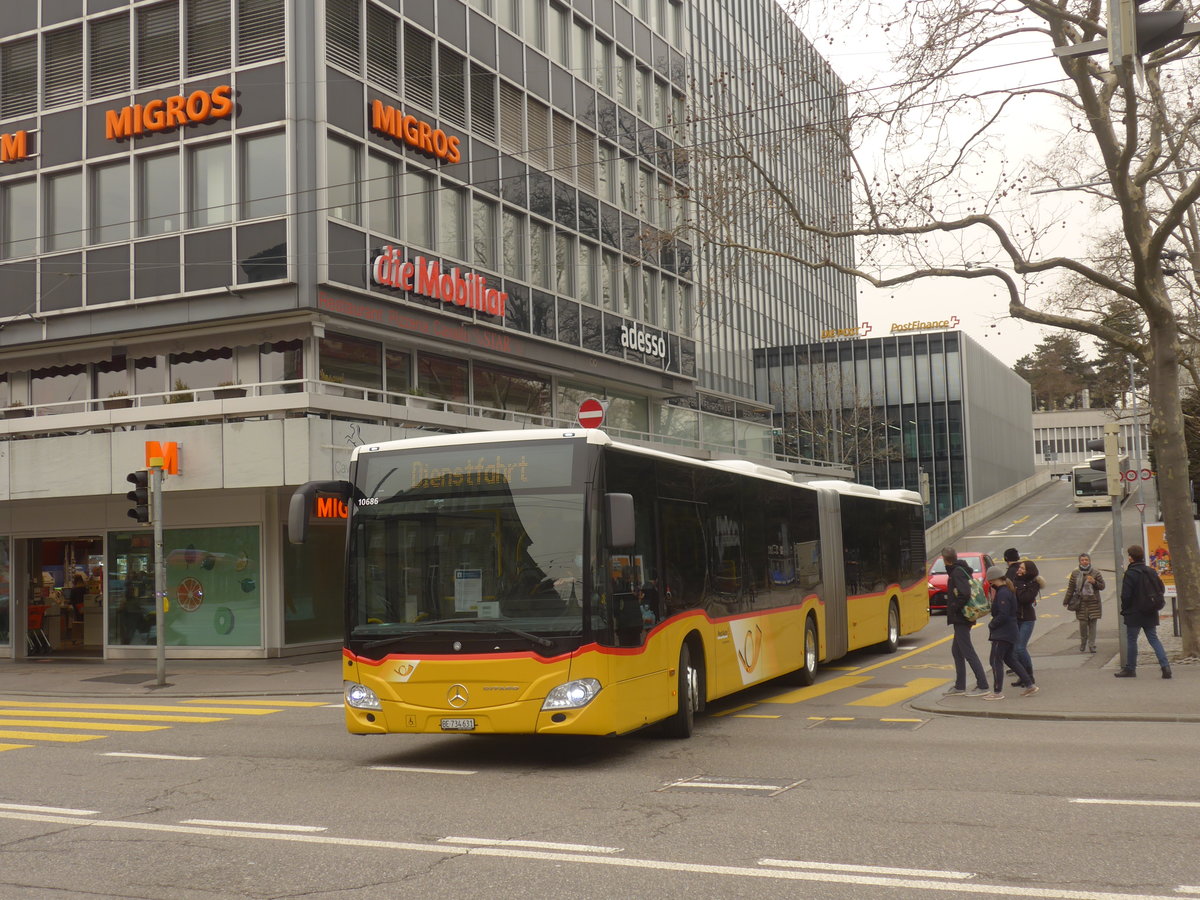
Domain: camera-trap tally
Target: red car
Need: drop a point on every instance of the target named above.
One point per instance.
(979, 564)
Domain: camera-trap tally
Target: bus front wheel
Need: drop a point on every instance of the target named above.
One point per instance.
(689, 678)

---

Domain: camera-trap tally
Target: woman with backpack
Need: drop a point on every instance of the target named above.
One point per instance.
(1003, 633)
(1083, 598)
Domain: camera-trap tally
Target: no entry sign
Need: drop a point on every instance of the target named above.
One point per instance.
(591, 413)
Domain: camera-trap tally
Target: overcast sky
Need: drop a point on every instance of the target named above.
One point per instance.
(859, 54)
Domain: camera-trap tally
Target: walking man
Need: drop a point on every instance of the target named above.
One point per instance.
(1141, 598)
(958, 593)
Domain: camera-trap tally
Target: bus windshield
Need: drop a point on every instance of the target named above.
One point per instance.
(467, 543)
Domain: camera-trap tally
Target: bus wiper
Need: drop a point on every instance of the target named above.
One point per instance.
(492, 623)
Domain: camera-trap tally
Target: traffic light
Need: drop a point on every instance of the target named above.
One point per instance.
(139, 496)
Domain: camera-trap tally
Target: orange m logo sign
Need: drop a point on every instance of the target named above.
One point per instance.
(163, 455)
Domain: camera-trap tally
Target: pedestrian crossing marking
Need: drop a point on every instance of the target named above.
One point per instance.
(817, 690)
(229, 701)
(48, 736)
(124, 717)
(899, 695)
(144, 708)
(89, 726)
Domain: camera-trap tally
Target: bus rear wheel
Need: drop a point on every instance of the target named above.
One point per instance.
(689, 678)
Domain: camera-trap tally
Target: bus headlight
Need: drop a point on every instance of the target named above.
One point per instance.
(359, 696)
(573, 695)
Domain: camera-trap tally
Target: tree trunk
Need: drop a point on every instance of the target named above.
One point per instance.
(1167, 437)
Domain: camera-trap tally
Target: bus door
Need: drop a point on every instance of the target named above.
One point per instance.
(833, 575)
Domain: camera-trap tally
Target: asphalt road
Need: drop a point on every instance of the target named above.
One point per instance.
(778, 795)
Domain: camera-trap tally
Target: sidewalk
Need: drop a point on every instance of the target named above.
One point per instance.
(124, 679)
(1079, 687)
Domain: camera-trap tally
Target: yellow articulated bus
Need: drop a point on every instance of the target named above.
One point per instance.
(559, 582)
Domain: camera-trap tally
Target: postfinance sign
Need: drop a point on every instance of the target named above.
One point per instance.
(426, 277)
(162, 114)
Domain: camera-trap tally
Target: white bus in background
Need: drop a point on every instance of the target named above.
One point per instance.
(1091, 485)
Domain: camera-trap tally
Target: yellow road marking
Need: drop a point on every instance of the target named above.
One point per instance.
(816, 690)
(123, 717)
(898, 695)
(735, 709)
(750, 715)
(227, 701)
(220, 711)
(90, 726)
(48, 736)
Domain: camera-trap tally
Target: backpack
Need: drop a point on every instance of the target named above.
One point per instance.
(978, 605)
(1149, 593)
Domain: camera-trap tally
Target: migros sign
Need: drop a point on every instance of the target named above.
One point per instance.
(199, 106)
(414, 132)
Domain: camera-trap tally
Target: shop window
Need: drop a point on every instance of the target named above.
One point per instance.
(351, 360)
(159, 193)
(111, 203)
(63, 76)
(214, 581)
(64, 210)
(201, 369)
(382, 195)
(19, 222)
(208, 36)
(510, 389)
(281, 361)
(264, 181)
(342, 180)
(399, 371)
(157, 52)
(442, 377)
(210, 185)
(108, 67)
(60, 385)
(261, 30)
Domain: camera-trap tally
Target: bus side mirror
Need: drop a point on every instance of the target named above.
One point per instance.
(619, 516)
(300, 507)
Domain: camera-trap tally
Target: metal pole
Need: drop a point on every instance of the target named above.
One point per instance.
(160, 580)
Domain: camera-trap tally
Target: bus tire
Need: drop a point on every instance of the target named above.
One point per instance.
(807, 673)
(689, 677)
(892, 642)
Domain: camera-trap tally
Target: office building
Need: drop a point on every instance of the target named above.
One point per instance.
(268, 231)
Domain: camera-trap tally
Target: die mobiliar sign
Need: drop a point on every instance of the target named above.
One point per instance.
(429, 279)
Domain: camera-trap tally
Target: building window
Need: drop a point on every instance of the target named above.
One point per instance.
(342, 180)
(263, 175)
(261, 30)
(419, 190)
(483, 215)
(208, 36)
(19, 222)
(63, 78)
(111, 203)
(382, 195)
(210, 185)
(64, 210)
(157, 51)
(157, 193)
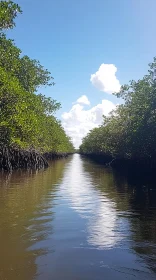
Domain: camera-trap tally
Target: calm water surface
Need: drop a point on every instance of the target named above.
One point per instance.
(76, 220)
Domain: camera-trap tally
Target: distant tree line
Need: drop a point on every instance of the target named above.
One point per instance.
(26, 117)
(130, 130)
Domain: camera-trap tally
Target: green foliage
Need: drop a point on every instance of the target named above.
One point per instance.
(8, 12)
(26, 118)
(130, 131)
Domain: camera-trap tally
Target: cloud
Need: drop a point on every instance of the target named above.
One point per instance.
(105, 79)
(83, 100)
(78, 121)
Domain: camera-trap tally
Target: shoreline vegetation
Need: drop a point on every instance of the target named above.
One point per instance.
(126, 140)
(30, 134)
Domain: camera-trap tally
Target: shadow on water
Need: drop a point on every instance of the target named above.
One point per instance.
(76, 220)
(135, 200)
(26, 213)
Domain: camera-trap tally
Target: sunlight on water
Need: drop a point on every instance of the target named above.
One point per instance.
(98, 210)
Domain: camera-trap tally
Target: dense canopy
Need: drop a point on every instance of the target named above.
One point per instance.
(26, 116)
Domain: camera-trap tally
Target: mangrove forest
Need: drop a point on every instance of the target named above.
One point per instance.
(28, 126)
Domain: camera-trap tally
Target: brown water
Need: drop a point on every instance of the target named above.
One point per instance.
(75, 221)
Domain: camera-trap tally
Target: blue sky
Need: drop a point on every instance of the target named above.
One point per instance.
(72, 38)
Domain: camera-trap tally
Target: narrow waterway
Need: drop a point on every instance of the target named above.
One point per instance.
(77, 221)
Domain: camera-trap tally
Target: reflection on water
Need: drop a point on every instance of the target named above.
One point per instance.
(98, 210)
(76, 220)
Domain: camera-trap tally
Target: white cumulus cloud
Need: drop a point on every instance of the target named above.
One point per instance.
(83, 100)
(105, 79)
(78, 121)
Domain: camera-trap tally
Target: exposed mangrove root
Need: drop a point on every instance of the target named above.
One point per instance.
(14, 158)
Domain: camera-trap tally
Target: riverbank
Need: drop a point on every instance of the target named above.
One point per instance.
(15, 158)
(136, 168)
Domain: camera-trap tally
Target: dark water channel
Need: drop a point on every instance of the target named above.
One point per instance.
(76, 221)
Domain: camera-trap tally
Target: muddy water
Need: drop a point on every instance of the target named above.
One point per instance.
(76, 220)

---

Total the lines of the data that include the word "backpack", and give that total as the sole response.

Response to this task: 2